— start of EXERCISE INPUTS —
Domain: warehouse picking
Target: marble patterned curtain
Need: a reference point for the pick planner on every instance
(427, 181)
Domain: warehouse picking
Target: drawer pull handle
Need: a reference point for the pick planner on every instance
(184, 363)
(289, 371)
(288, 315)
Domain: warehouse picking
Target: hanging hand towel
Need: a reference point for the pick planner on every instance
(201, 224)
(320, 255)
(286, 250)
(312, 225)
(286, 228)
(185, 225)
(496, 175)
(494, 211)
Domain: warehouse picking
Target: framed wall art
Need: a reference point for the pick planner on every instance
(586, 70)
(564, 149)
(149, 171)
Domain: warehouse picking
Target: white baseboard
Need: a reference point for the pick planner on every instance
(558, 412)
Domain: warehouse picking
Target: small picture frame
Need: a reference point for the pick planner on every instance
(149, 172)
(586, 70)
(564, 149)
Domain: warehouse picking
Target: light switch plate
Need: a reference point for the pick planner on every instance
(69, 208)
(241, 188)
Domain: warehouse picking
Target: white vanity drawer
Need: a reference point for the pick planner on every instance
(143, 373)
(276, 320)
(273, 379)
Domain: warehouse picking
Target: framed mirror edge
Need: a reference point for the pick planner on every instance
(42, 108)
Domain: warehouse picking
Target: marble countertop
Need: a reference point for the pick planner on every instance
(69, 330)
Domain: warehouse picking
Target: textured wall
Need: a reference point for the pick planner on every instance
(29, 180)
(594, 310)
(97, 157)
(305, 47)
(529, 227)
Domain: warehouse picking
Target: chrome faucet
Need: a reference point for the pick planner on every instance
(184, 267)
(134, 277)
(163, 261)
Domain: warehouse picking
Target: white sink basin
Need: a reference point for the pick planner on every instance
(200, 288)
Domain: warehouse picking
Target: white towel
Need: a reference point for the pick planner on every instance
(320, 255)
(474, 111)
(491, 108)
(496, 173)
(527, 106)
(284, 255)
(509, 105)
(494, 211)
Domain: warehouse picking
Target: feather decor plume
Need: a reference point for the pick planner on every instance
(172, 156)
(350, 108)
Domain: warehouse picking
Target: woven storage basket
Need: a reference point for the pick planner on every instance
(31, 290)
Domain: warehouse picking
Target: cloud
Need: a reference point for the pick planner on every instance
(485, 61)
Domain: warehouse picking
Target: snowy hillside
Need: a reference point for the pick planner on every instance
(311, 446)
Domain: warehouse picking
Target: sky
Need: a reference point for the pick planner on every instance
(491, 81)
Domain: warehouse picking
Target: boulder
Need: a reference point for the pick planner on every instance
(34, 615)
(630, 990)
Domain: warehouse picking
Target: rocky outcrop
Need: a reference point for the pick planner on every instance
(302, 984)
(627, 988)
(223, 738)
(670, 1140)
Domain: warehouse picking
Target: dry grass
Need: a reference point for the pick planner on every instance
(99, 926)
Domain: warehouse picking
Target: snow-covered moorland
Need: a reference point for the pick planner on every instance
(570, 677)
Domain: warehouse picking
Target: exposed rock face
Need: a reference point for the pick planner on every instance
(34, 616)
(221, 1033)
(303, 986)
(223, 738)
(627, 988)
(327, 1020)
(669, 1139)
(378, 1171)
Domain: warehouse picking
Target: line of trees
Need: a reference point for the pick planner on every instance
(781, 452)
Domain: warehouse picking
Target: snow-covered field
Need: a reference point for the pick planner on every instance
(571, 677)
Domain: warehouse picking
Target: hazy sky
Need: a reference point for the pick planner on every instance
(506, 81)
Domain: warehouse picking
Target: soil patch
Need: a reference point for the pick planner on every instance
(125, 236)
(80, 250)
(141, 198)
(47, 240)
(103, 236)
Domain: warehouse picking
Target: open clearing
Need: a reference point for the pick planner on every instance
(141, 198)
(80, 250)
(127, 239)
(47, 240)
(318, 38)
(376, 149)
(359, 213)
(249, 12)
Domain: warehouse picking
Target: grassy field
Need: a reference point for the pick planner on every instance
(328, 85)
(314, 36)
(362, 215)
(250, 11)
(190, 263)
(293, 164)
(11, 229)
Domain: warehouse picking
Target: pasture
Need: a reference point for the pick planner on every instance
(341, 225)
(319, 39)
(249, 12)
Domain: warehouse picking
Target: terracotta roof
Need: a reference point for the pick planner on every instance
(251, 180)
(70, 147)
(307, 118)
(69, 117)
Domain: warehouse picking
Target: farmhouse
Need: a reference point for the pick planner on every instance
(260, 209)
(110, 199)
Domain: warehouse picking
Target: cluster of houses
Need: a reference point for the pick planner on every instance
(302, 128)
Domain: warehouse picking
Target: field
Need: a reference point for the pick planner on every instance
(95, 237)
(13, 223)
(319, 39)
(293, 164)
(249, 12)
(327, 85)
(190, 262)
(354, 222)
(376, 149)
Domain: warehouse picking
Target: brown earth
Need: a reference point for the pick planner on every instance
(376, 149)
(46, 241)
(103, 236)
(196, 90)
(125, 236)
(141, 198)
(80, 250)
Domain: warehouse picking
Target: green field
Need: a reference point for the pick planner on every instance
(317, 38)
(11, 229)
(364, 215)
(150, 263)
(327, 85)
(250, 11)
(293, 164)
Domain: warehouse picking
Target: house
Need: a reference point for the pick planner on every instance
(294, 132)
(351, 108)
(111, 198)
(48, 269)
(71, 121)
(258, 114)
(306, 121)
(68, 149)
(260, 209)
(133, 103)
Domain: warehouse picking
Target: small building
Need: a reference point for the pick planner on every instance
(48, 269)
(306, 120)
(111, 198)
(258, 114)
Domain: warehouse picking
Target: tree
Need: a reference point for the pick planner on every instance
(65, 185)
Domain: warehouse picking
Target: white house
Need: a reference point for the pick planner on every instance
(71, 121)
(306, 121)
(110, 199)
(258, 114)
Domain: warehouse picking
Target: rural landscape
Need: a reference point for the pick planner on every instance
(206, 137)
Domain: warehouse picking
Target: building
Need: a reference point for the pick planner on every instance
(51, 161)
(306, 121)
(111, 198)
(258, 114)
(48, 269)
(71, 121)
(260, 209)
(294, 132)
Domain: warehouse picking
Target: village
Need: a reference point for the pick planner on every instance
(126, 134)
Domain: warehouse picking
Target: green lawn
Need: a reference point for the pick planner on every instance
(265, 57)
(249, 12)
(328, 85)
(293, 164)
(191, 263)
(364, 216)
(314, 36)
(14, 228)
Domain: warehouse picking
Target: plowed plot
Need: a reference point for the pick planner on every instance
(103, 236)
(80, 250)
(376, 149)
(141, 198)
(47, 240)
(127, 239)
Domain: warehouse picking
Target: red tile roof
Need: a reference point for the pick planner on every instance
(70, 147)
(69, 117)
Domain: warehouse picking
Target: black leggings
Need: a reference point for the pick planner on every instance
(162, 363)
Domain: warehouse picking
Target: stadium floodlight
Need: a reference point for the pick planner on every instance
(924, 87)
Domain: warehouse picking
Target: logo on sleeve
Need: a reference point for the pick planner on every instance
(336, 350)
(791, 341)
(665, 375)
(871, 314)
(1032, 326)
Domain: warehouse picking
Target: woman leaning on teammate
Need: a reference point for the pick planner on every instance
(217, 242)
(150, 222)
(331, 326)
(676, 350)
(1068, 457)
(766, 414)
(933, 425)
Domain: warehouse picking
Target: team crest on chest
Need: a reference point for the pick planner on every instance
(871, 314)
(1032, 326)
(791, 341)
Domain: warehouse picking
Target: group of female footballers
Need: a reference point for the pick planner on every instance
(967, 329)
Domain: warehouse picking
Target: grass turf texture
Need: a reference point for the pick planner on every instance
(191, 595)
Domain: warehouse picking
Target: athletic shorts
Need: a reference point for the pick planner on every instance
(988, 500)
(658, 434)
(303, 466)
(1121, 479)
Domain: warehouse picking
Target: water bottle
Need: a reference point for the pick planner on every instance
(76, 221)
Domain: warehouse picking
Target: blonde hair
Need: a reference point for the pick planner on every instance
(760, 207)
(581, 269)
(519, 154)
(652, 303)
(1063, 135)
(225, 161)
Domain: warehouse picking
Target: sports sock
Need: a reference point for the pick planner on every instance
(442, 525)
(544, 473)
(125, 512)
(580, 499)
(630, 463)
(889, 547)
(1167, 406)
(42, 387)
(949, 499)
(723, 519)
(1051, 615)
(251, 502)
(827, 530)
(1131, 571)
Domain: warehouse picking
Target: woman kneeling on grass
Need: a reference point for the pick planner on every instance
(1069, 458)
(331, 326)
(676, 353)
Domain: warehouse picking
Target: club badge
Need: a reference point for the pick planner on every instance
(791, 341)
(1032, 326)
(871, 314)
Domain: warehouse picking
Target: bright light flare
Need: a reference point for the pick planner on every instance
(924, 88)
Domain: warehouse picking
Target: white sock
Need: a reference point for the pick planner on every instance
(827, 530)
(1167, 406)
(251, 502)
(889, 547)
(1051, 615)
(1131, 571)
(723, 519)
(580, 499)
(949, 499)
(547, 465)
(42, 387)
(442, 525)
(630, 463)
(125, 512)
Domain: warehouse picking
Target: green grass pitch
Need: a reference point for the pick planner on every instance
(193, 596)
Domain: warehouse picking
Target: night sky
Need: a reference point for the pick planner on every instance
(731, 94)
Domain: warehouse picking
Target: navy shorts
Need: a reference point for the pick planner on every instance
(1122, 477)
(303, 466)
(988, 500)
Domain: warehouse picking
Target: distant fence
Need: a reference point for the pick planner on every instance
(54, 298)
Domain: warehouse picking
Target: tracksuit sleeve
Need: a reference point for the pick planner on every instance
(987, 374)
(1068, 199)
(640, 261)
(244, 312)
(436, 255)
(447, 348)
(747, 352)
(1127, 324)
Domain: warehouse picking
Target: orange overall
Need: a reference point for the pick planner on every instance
— end of EXERCISE INPUTS —
GIVEN EXERCISE:
Which of the lines above contain the word "sock"? Pick out each one, treating uppercase and lowercase as different.

REPLY:
Target: sports sock
Target: white sock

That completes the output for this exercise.